* Exercise requirements:
Copy the rows word for word, starting at the beginning and going through the line with "box: [71, 152, 166, 239]". Leave out the pictures.

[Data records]
- - - - -

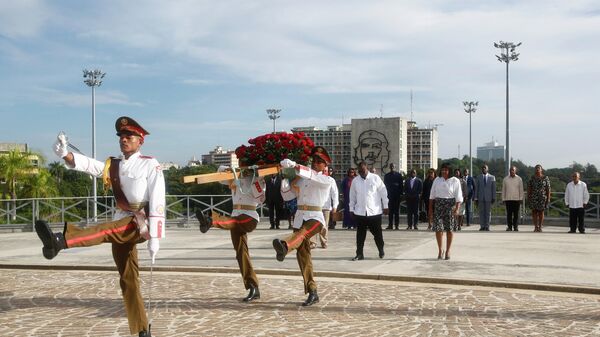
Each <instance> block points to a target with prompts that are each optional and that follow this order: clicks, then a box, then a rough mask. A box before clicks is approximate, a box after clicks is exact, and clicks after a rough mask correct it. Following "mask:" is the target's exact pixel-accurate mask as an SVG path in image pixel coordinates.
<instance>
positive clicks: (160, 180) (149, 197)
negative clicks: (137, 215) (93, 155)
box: [71, 152, 166, 239]
mask: <svg viewBox="0 0 600 337" xmlns="http://www.w3.org/2000/svg"><path fill="white" fill-rule="evenodd" d="M73 157H74V159H75V167H71V169H74V170H77V171H81V172H86V173H88V174H90V175H93V176H96V177H102V171H103V170H104V165H105V163H103V162H101V161H98V160H95V159H93V158H89V157H86V156H84V155H81V154H77V153H73ZM119 158H120V159H121V161H120V162H119V175H120V178H119V180H120V181H121V189H122V190H123V193H124V194H125V197H126V198H127V201H128V202H129V203H130V204H138V203H146V202H147V203H148V206H149V209H150V212H149V214H146V216H147V218H148V227H149V232H150V237H152V238H159V239H160V238H164V237H165V227H166V226H165V178H164V176H163V173H162V168H161V167H160V164H159V163H158V161H157V160H156V159H155V158H153V157H149V156H142V155H141V153H140V152H136V153H134V154H132V155H131V156H130V157H129V159H125V158H124V157H123V156H122V155H121V156H120V157H119ZM132 215H133V213H132V212H129V211H124V210H122V209H119V208H117V211H116V212H115V214H114V216H113V220H119V219H122V218H124V217H127V216H132Z"/></svg>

- - - - -

* Result:
Each <instance> block points to a target with prompts that are each optional and that follow this order: clicks, then a box, then a rough mask. A box before clicks is approximate, a box after clicks is exact, and clicks after a rough mask correct it. Following "mask:" is the target's exact pixel-accurate mask as an SVG path in image pixel coordinates.
<instance>
positive clicks: (160, 180) (149, 197)
negative clicks: (137, 215) (93, 155)
box: [71, 152, 166, 239]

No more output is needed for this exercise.